The Swiss Federal Council has decided to implement a revised CO2 Ordinance with retroactive effect to 1 January 2025. The bill sets the reduction targets for greenhouse gas emissions in various sectors by 2030, aiming to halve the country’s GHG emissions by 2050 compared to 1990 levels. 

The ordinance also provides new funding instruments for companies (financial support to significantly reduce their GHG, support for biomethane production (to be fed into the gas grid or used as fuel), and the exemption from the CO2 levy for companies that commit to reducing their emissions at an average minimum value of 2.25% per year (previously established at 2.5% per year). Companies participating in Switzerland's Emissions Trading System (ETS) can apply for financial support for measures that enable them to significantly reduce their GHG emissions.

[Point annotation records]

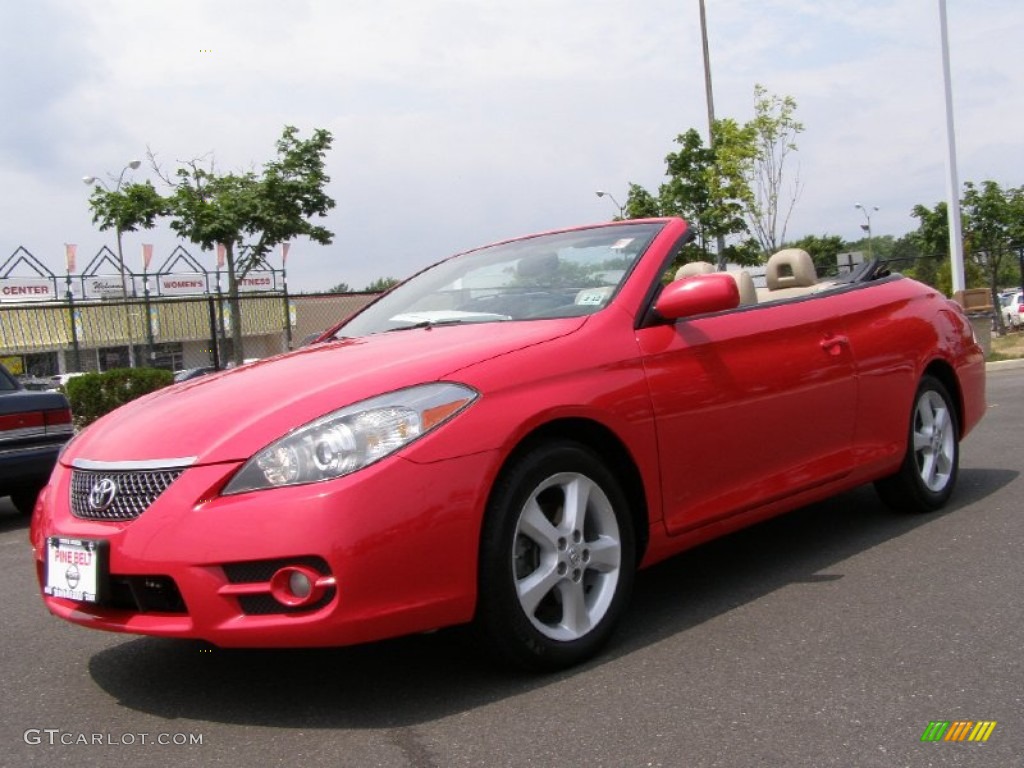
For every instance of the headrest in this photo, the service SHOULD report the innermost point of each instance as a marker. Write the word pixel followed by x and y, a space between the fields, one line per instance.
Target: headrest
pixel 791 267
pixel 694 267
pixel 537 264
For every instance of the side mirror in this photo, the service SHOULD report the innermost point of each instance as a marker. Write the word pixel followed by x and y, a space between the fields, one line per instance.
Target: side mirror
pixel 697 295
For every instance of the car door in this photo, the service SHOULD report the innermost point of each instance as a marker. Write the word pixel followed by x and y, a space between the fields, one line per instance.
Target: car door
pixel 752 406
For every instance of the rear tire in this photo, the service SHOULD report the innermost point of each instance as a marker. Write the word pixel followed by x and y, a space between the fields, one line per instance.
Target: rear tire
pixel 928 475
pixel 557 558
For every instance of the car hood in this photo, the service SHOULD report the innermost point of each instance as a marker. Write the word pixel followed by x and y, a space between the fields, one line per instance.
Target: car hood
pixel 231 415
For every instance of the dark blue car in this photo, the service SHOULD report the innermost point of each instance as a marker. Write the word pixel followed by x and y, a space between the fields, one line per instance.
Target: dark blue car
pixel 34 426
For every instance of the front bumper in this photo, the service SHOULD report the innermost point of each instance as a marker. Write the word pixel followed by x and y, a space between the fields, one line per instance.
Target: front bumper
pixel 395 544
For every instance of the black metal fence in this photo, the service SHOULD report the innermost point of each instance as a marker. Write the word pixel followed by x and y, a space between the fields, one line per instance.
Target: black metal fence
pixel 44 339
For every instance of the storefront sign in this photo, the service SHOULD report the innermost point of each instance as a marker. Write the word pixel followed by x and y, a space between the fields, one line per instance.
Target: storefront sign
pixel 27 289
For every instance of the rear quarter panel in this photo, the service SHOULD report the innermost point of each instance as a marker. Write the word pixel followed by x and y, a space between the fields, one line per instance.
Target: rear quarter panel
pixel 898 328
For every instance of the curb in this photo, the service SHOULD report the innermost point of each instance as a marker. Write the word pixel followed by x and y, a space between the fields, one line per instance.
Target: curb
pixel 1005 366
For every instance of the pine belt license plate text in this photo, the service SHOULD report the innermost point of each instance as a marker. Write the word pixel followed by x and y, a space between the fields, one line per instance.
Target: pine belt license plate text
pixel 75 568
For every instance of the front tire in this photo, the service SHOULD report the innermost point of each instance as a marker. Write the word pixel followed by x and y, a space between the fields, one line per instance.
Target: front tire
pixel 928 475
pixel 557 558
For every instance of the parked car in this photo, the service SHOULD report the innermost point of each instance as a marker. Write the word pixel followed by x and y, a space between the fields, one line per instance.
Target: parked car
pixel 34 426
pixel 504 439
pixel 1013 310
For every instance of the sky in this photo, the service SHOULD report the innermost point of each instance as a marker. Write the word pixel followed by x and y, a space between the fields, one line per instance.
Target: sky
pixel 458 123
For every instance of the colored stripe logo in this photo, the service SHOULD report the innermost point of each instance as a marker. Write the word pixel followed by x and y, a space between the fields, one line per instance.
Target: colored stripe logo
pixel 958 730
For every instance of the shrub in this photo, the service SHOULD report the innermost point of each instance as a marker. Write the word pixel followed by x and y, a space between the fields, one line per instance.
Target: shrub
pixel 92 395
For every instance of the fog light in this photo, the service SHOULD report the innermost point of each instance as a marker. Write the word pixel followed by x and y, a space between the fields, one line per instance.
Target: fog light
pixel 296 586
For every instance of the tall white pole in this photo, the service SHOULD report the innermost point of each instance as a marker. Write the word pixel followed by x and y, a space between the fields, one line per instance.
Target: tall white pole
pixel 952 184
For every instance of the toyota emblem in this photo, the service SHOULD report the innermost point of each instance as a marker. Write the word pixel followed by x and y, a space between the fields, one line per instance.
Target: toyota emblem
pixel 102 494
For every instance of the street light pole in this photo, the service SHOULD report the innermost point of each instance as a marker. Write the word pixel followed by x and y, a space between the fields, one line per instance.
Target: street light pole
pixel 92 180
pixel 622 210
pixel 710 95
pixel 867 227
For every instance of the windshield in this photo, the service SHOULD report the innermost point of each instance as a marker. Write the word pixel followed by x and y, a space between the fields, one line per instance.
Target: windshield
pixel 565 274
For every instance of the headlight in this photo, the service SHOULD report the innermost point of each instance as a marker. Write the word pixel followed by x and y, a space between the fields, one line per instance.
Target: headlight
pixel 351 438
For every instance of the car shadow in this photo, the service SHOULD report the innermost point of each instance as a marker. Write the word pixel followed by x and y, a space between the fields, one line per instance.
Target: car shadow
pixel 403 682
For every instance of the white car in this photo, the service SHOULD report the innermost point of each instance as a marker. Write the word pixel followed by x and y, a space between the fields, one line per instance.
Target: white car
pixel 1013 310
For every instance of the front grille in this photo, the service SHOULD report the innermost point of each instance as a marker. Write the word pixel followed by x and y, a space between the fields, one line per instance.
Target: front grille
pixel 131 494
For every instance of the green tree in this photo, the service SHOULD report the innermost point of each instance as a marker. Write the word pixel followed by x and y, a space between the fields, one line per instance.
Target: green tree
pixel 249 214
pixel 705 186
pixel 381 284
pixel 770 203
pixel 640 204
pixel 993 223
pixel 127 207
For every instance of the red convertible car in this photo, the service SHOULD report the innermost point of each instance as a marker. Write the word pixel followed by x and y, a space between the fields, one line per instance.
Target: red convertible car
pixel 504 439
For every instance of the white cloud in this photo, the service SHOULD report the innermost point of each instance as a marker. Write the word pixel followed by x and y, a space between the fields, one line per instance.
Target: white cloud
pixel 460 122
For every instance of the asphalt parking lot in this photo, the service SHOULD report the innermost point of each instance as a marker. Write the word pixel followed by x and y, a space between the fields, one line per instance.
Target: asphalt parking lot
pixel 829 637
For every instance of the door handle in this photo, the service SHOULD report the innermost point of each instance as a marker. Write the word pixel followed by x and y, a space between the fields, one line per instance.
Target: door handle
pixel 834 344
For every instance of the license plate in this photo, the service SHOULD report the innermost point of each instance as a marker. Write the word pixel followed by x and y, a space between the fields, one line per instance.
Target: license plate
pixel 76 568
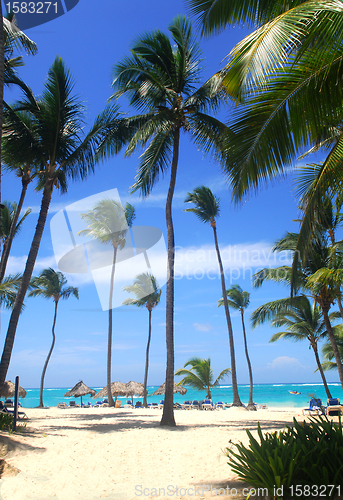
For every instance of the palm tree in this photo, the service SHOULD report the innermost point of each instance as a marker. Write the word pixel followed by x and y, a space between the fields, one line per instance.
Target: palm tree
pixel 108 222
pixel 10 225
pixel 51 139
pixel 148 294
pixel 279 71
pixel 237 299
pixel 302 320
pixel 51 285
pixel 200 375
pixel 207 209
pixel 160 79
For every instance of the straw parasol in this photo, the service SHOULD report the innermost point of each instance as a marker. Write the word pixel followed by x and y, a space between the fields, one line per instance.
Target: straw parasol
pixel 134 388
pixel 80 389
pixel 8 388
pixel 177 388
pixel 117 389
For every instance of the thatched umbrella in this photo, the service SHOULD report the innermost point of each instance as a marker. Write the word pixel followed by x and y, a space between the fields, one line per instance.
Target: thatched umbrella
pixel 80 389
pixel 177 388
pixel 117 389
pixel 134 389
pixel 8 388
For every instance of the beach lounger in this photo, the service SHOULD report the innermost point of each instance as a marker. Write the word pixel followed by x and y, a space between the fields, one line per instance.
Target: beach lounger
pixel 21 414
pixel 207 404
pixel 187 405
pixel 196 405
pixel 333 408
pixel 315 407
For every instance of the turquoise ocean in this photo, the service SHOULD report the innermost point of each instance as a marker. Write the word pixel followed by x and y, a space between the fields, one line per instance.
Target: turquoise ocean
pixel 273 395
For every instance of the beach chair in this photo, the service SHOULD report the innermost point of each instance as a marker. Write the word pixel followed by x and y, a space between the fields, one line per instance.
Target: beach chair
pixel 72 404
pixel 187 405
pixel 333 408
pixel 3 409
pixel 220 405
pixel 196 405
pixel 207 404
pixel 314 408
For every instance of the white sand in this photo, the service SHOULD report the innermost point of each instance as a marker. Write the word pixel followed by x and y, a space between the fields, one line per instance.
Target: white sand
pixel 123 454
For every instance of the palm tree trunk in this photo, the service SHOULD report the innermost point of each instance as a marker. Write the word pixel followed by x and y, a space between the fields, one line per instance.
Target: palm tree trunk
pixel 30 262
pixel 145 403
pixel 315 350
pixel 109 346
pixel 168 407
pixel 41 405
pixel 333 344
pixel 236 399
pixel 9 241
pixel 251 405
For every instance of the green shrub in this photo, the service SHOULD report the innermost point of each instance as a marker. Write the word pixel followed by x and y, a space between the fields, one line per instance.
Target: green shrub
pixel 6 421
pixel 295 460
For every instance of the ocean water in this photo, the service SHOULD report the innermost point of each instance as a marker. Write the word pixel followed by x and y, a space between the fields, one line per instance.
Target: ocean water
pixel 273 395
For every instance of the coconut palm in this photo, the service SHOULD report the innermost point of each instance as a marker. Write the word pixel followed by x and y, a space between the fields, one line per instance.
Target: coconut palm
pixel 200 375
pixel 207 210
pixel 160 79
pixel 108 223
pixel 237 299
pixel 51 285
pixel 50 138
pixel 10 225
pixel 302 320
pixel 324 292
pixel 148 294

__TASK 1__. List the new funding instruments for companies that the passage on Switzerland's revised CO2 Ordinance names.
__TASK 2__.
Answer these questions from the passage on Switzerland's revised CO2 Ordinance:
(a) To what date does the ordinance apply retroactively?
(b) What average minimum annual reduction was previously required for exemption from the CO2 levy?
(c) Which companies can apply for financial support for measures that significantly reduce their emissions?
__TASK 3__. Resume the passage on Switzerland's revised CO2 Ordinance after its final sentence.

__EXPECTED OUTPUT 1__.
- Financial support to significantly reduce their greenhouse gas emissions
- Support for biomethane production, to be fed into the gas grid or used as fuel
- Exemption from the CO2 levy for companies that commit to reducing their emissions at an average minimum value of 2.25% per year

__EXPECTED OUTPUT 2__.
(a) 1 January 2025
(b) 2.5% per year
(c) Companies participating in Switzerland's Emissions Trading System (ETS)

__EXPECTED OUTPUT 3__.
The act also provides measures and guidelines to promote reduce emissions in the transport and aviation sectors, like a 12% domestic offset for CO2 emissions from transportation though climate protection projects, a CO2 target value in grams per km for heavy commercial vehicles, the implementation of obligation to blend renewable and low-emission aviation fuels in 2026, and the financing of measures to reduce GHG emissions from aviation. Within the construction sector a CHF120/tCO2 (€127/tCO2) levy will continue to be collected. 

Some of the measures will come into force retroactively as of 1 January 2025 to ensure that the existing climate policy instruments are continued without gaps.